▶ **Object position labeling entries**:
□ □ □ □ □

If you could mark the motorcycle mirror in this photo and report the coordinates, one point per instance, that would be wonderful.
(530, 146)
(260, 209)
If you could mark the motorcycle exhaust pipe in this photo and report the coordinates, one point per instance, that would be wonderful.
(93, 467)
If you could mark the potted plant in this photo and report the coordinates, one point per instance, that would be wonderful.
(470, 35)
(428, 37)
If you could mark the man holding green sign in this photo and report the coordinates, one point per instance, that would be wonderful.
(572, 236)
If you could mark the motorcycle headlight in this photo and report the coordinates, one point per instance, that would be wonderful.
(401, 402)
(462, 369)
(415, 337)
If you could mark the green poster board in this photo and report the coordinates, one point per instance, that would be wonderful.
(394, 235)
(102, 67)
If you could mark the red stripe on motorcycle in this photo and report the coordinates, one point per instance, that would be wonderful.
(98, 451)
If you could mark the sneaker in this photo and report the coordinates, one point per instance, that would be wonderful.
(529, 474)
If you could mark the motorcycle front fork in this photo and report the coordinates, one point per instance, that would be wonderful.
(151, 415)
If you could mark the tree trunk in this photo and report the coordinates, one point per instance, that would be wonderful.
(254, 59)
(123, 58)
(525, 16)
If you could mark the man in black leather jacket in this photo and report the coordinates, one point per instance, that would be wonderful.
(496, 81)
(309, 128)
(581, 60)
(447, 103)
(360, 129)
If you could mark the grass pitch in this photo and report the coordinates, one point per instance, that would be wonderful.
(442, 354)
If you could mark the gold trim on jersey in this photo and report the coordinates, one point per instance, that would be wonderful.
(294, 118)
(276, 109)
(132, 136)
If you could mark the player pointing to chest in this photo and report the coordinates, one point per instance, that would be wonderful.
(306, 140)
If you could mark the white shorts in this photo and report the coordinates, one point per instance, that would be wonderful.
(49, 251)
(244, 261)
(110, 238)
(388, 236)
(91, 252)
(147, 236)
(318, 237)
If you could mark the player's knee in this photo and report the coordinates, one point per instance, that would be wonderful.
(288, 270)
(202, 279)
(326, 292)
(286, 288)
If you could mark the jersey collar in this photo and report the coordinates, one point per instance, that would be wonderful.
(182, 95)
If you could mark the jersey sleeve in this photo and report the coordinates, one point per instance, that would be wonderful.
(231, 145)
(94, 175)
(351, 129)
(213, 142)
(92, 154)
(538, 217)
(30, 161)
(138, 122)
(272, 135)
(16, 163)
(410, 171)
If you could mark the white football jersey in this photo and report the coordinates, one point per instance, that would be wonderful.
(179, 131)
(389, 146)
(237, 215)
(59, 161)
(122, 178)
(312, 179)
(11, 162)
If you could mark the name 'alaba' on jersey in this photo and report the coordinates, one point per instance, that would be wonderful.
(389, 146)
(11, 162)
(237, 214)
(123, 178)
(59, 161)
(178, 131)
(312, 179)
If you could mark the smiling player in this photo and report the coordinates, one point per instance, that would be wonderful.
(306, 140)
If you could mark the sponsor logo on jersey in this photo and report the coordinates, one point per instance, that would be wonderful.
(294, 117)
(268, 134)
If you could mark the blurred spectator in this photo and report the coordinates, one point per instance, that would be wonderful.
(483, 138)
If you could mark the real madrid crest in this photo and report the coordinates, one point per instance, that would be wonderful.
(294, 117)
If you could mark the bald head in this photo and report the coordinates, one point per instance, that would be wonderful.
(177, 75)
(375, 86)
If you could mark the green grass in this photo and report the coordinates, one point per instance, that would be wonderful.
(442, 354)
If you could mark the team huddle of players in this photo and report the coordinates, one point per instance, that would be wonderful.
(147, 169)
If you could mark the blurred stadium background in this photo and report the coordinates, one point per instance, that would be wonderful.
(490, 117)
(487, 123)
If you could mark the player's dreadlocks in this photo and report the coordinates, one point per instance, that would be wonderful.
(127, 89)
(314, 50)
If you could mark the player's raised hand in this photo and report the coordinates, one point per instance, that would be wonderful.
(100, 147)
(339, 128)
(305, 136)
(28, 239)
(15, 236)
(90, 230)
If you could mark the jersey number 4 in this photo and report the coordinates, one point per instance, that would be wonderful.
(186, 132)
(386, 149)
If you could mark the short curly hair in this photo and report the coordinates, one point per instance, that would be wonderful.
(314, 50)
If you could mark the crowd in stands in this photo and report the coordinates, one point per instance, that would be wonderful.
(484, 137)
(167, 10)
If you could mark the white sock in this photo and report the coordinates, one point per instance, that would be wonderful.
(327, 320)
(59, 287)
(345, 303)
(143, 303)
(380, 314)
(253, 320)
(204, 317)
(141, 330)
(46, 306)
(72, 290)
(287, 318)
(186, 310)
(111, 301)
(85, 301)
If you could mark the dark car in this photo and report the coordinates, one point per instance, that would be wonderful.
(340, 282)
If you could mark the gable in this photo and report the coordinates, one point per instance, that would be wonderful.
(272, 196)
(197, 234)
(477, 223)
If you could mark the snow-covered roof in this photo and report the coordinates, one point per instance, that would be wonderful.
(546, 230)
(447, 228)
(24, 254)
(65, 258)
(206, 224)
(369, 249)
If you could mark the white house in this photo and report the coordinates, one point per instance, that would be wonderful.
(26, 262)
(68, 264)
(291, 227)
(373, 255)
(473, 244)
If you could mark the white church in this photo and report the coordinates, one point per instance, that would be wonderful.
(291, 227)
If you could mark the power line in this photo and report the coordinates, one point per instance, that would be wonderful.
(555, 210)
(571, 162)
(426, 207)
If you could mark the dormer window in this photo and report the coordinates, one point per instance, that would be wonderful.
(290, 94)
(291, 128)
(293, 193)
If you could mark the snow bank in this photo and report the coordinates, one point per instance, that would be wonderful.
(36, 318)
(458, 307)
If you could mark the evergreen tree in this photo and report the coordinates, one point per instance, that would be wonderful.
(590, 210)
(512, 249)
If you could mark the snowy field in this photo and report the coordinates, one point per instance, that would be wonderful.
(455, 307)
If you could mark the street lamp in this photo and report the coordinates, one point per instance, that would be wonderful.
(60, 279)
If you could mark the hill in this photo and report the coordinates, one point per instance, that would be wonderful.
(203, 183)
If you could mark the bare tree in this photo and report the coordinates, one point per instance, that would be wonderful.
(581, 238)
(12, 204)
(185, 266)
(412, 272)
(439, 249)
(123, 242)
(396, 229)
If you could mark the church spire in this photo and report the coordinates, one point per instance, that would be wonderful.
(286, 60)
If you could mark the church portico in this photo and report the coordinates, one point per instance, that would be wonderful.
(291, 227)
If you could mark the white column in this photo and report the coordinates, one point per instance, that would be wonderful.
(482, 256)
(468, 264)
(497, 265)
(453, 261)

□ □ □ □ □

Recopy all the lines exactly as they appear.

▶ **Solution to this problem**:
If you could mark the motorcycle mirror in this photo and report the coordinates, one point per instance, that would be wonderful.
(530, 146)
(260, 209)
If you could mark the motorcycle exhaust pipe in this photo and report the coordinates, one point per instance, that would be wonderful.
(93, 467)
If you could mark the potted plant in this photo and report the coordinates, one point per instance, that would be wonderful.
(470, 35)
(428, 37)
If you could mark the man holding green sign in this photo and report the coordinates, one point per instance, that would be wonderful.
(572, 236)
If you could mark the motorcycle headlight in this photo and report the coordinates, one point per instance, that would be wonderful.
(401, 402)
(462, 369)
(415, 337)
If you could mark the green poster board in this photo and report the coordinates, one point per instance, that would be wonderful.
(394, 235)
(102, 67)
If you could mark the red stripe on motorcycle in this photo and report the coordinates, one point per instance, that would be wonderful.
(98, 451)
If you could mark the sneaker in this photo and report the coordinates, one point per instance, that would be wonderful.
(529, 474)
If you could mark the motorcycle front fork in this photo and report the coordinates, one point per instance, that would be wonderful.
(151, 415)
If you could mark the tree trunk in this photo and report the coordinates, one point per instance, that would be wonderful.
(254, 59)
(123, 58)
(525, 16)
If you could mark the man in black leather jacket in this photo and report the coordinates, one point per instance, that would be wonderful.
(496, 81)
(309, 128)
(581, 60)
(447, 103)
(360, 129)
If you could mark the grass pitch in this photo and report the coordinates, one point per instance, that would be wonderful.
(442, 354)
If you could mark the gold trim on jersey in this photo and report the coordinates, one point per instance, that would be wonderful.
(294, 118)
(276, 109)
(132, 136)
If you could mark the player pointing to chest in this photo and report the coordinates, one point per instance, that would be wonderful.
(306, 140)
If you could mark the white shorts in this photo and report the coordinates, one point per instance, that would be wonderful.
(49, 251)
(244, 261)
(110, 238)
(388, 236)
(91, 252)
(147, 236)
(318, 237)
If you could mark the player's knee in this photo and report the coordinates, one point per instance, that would be wonderful.
(288, 270)
(202, 279)
(326, 292)
(286, 288)
If you could mark the jersey collar in this photo and report the coordinates, one point per instance, that would be wonderful.
(182, 95)
If you could mark the jersey sleeve in this photo and report the coordinates, one point per instance, that would be wonderful.
(231, 145)
(94, 175)
(351, 129)
(213, 142)
(92, 154)
(538, 217)
(30, 161)
(138, 122)
(272, 135)
(16, 163)
(410, 171)
If you could mark the white football jersey in this photo and report the coordinates, one point per instance, that would be wonderful.
(179, 131)
(389, 146)
(237, 215)
(59, 161)
(122, 178)
(312, 179)
(11, 162)
If you could mark the name 'alaba' on jersey in this photo and report the coordinates, one point per instance, that would be wonderful.
(389, 146)
(11, 162)
(237, 214)
(123, 178)
(59, 161)
(178, 131)
(312, 179)
If you could mark the smiling player in this photo and report the coordinates, one point per instance, that would be wonderful.
(306, 140)
If you could mark the sponsor logo on jersey in this photo and report the coordinates, one point per instance, that would be wonderful.
(294, 117)
(268, 134)
If you could mark the blurred spectator in this photo and report the coordinates, one point per instance, that would be wonderful.
(483, 138)
If you could mark the real madrid crest in this photo and report the coordinates, one point per instance, that would be wonderful.
(294, 117)
If you could mark the bald head in this photo and report the coordinates, one point per instance, that would be wonderful.
(177, 75)
(375, 86)
If you could mark the green grass in this photo and report the coordinates, one point per instance, that would be wonderful.
(442, 354)
If you could mark the team huddle of players in this photo and report the coordinates, one point per instance, that would be wonderful.
(147, 169)
If you could mark the blurred stadium background in this photo and report the coordinates, one point per instance, that would be wonderful.
(490, 117)
(487, 123)
If you could mark the player's dreadlocks in this photo and report the coordinates, one point per instance, that would be wonderful.
(127, 89)
(314, 50)
If you could mark the player's raised hand in this photo and report the coordinates, one point per instance, that would be wonderful.
(100, 147)
(339, 128)
(305, 136)
(28, 239)
(15, 236)
(90, 230)
If you could mark the jersey number 4 in this photo and report the coordinates, one point per instance, that would be wonderful.
(186, 132)
(386, 149)
If you could mark the short curly hair in this photo and report the coordinates, one point per instance, that would be wonderful.
(314, 50)
If you could mark the crowd in stands in this photo and report the coordinates, one point per instance, that would be wonderful.
(484, 137)
(167, 10)
If you could mark the white sock in this photo and report the coordinates, one point per instance, that would be wonderful.
(327, 320)
(59, 287)
(345, 303)
(143, 303)
(380, 314)
(253, 320)
(204, 317)
(141, 330)
(46, 306)
(72, 290)
(287, 318)
(186, 310)
(111, 301)
(85, 301)
If you could mark the dark car in this photo and report the coordinates, one point per instance, that would be wonderful.
(340, 282)
If you could mark the gable in this photo and report the coordinates, one point per instance, that would be wonderful.
(272, 196)
(197, 234)
(477, 223)
If you could mark the snow-covered roof in this photo and report the coordinates, one point per instance, that would be wonderful.
(546, 230)
(447, 228)
(24, 254)
(65, 258)
(206, 224)
(369, 249)
If you could mark the white house in this photo and report the coordinates, one point per instance, that would be wonderful.
(26, 262)
(68, 264)
(291, 227)
(373, 255)
(473, 244)
If you could mark the white church in this photo and report the coordinates, one point per instance, that would be wonderful.
(291, 227)
If you could mark the power line in this photo and report the coordinates, one point per instance, that would be wonderful.
(555, 210)
(571, 162)
(426, 207)
If you could mark the dormer window in this photo and report the coordinates, one point per instance, that would be wonderful.
(290, 94)
(291, 128)
(293, 193)
If you could mark the snow bank in this photo and report the coordinates, one point per instance, that would be wonderful.
(36, 318)
(458, 307)
If you could mark the evergreen tree in this photo and report the coordinates, one point per instance, that would be wonderful.
(590, 210)
(512, 249)
If you could mark the snowy field in this photo and report the coordinates, one point per instance, that would be wonderful.
(455, 307)
If you could mark the street lamp in this photo and report the coordinates, one point per instance, that would be wonderful.
(60, 279)
If you could mark the hill in this photo and report the coordinates, one point per instance, that would be wonderful.
(203, 183)
If you could mark the bare tree in this photo and report the coordinates, one point per instance, that would be wonderful.
(581, 238)
(12, 204)
(185, 266)
(412, 272)
(439, 249)
(123, 242)
(396, 229)
If you could mark the church spire in this photo and report the coordinates, one point per instance, that would be wonderful.
(286, 60)
If you could mark the church portico in this photo and report the coordinates, one point per instance, that would be wonderful.
(291, 227)
If you could mark the white column in this photo and report the coordinates, one point per instance, that would be wonderful.
(482, 256)
(468, 264)
(497, 265)
(453, 261)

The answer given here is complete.